### Estratto scelto ###

Comunicati Stampa

Le «Considerazioni generali» del 53° Rapporto Censis sulla situazione sociale del Paese/2019

Piastre di ancoraggio e muretti di sostegno per frenare i fenomeni erosivi

Sono tanti i segnali di contrapposizione degli italiani a una prospettiva di declino. Mentre i limiti della politica sono nella rassegnazione a non decidere

Roma, 6 dicembre 2019 – Si chiude un decennio che, negli spazi vuoti d’iniziativa e di responsabilità collettive, lascia aperta la possibilità di rinnovamento e di nuovo sviluppo.
È stato un tempo segnato dal rincorrersi di avvisi su una imminente frattura sociale, sul perdurare della crisi dell’occupazione e dei redditi, sulla perdita di tenuta delle istituzioni nazionali e locali, sulla fragilità del territorio e delle sue infrastrutture. Ma abbiamo visto in questi mesi l’accentuarsi di reazioni positive, di contrapposizione a una prospettiva di declino.

La società italiana ha guardato a lungo inerte al cedimento delle sue strutture portanti. A questo cedimento, puntellando se stes­so, ora il Paese sta cercando una soluzione. L’anno che si va chiudendo segna, infatti, l’inizio di un diverso mo­do di osservare l’orizzonte e rafforza l’impressio­ne che l’adeguamento verso il basso non può proseguire senza limiti, senza porre argini o individuare punti di sostegno per frenare lo sgretolamento, per provare ad ancorarsi e tentare un cambio di direzione.

###

* **Cosa fare**
- A) Riscrivi dal comunicato sul Rapporto Censis il tratto da «Piastre di ancoraggio» fino a «di nuovo sviluppo.».
- B) Prosegui il comunicato sul Rapporto Censis a partire dall'ultima frase riportata.

### Dati forniti ###

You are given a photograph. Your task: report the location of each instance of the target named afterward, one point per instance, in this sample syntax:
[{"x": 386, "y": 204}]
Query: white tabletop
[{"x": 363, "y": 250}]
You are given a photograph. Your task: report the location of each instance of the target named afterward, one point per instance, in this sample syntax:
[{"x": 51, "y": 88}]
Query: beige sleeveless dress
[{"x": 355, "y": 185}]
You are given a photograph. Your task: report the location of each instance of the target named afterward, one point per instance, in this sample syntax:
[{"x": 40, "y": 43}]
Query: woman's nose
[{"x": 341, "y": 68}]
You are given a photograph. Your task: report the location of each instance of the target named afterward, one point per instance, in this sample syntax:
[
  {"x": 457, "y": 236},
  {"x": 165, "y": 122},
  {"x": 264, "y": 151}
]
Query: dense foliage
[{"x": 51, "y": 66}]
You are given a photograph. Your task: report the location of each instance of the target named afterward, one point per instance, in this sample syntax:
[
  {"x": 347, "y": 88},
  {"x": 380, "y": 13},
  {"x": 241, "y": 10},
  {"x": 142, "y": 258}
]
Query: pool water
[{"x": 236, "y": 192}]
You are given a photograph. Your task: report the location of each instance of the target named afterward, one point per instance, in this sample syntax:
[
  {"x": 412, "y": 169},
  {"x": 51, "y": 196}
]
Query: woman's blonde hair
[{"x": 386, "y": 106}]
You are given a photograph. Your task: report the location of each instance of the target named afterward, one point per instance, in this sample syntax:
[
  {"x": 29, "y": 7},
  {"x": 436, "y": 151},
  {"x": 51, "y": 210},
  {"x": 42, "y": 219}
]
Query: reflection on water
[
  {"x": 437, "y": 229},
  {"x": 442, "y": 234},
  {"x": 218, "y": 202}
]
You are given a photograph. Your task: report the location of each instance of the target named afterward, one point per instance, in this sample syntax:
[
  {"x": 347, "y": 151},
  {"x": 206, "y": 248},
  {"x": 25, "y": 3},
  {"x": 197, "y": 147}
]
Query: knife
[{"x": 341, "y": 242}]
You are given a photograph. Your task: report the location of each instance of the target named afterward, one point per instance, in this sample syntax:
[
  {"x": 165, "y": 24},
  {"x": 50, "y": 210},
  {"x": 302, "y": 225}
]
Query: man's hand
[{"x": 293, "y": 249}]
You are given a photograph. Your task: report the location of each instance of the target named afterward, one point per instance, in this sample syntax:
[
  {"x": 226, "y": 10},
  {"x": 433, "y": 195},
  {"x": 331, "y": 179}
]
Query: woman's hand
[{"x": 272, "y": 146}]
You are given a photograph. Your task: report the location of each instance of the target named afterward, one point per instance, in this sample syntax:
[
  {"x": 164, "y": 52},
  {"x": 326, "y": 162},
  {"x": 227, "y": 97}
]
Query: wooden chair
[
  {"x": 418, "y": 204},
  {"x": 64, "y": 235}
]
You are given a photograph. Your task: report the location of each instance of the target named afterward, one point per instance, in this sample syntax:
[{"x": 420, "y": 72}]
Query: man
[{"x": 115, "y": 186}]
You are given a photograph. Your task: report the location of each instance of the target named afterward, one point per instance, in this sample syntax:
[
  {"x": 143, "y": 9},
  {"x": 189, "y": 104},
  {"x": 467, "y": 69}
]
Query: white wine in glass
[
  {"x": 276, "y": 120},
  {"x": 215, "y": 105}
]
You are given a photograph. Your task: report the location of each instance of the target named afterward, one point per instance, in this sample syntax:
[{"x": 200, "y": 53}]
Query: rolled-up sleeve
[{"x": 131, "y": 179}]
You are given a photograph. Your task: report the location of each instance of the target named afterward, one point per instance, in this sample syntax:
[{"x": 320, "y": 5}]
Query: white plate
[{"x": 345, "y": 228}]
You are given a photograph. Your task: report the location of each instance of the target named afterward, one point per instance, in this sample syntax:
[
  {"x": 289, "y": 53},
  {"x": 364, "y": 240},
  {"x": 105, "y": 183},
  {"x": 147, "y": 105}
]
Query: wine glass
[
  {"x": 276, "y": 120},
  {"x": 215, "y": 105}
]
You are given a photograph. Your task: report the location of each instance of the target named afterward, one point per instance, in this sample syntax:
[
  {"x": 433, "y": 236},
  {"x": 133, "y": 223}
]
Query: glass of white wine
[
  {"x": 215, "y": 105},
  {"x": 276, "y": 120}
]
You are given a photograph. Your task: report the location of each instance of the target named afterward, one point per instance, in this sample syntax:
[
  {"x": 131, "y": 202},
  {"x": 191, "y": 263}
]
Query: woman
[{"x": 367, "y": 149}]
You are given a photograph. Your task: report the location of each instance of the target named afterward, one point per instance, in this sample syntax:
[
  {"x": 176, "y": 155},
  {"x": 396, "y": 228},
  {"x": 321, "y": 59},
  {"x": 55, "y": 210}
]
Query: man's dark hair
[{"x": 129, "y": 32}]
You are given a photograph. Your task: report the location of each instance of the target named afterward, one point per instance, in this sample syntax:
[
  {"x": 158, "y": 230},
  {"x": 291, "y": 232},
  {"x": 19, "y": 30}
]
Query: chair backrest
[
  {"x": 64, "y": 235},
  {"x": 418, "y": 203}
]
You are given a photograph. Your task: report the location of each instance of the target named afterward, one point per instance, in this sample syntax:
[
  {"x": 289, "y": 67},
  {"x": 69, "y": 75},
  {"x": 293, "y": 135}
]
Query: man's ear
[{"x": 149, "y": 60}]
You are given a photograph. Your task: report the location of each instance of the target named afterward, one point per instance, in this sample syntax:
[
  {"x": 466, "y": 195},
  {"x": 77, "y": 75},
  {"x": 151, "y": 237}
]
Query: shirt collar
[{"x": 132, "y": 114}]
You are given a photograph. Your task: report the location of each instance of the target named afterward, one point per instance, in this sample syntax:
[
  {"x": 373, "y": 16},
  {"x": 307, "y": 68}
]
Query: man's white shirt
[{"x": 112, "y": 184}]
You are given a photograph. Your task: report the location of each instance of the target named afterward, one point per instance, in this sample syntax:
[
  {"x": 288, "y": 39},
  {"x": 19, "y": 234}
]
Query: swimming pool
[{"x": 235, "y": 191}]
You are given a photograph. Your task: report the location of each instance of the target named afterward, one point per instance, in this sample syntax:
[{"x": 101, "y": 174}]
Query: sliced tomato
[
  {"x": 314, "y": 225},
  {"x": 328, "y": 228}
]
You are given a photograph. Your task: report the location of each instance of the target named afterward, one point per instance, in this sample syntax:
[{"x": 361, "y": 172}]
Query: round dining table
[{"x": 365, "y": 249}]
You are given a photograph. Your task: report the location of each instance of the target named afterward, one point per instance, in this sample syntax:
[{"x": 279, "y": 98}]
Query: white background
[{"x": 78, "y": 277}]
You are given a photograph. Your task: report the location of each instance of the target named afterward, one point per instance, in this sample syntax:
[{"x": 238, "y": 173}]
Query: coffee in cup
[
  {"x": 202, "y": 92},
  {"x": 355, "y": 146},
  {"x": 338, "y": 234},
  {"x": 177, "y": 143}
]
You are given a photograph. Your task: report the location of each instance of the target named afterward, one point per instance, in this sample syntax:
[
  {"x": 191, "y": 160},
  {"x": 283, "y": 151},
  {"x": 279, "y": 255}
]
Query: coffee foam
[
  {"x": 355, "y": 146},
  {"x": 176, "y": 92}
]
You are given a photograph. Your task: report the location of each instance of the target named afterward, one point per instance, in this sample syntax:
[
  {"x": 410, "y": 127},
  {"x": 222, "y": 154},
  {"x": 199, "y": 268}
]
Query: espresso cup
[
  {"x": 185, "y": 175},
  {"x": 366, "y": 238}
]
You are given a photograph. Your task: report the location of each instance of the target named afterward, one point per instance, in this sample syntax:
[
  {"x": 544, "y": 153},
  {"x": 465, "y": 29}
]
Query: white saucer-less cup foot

###

* **Risposte per compito**
- A)
Piastre di ancoraggio e muretti di sostegno per frenare i fenomeni erosivi

Sono tanti i segnali di contrapposizione degli italiani a una prospettiva di declino. Mentre i limiti della politica sono nella rassegnazione a non decidere

Roma, 6 dicembre 2019 – Si chiude un decennio che, negli spazi vuoti d’iniziativa e di responsabilità collettive, lascia aperta la possibilità di rinnovamento e di nuovo sviluppo.

- B)
Il franare è stato in parte interrotto grazie alla ricostru­zione di alcune piastre di sostegno cui ancorare non una nuova fase di crescita, ma almeno un cambio di rotta. Una prima piastra di sostegno è nella dimensione manifatturiera del nostro sistema produttivo e nella sua capacità di innovare e, almeno in parte, trainare la crescita. Le nubi nere all’orizzonte dell’economia mondiale e le ipotesi di una nuova guerra dei dazi e delle valute alimentano tanti interro­gativi sulla capacità di resistenza delle industrie italiane, ma non c’è dubbio che nell’arena internazionale il nostro Paese, con le sue fab­briche, esprime ancora un’idea forte di qualità e capacità compe­titiva. Una seconda piastra di ancoraggio è nel consolidamento strutturale in alcune aree geografiche vaste del nostro Paese: dal nuovo triangolo industriale tra Lombardia, Veneto ed Emilia Romagna alla fascia dorsale lungo l’Adriatico. Con un tasso di crescita del prodotto interno e dei consumi paragonabile alle migliori regioni europee, la riaffermazione della base geografica dello svilup­po, anche quando è a scapito di altre parti del Paese, segnala che l’appartenenza territoriale ridona vigore alla crescita. La terza piastra è la nuova sensibilità per i problemi del clima, della qualità ambientale e della tutela del territorio, anche in risposta a stimoli non solo interni. Restano certo irrisolti i nostri problemi di fragilità strutturale dell’ambiente naturale e costruito, ma è fuor di dubbio che la speranza di provare a metterci mano muove a una spontanea e diffusa partecipazione. È una quarta ipotesi di piastra di ancoraggio, per quanto più incerta, la rimessa in circuito del risparmio privato. La liquidità disponibile delle famiglie ha permesso una sostanziale tenuta sociale, a fronte di risorse pubbliche sempre meno adeguate e meno efficienti. Un’ultima piastra di sostegno la si vede nella dimensione europea: sempre meno si addossano ai processi di convergenza europea le responsabilità delle difficoltà nazionali e locali, e sempre più si alimenta il dibattito sulla capacità delle istituzioni comunita­rie di rinnovare contenuti e mezzi dello sviluppo.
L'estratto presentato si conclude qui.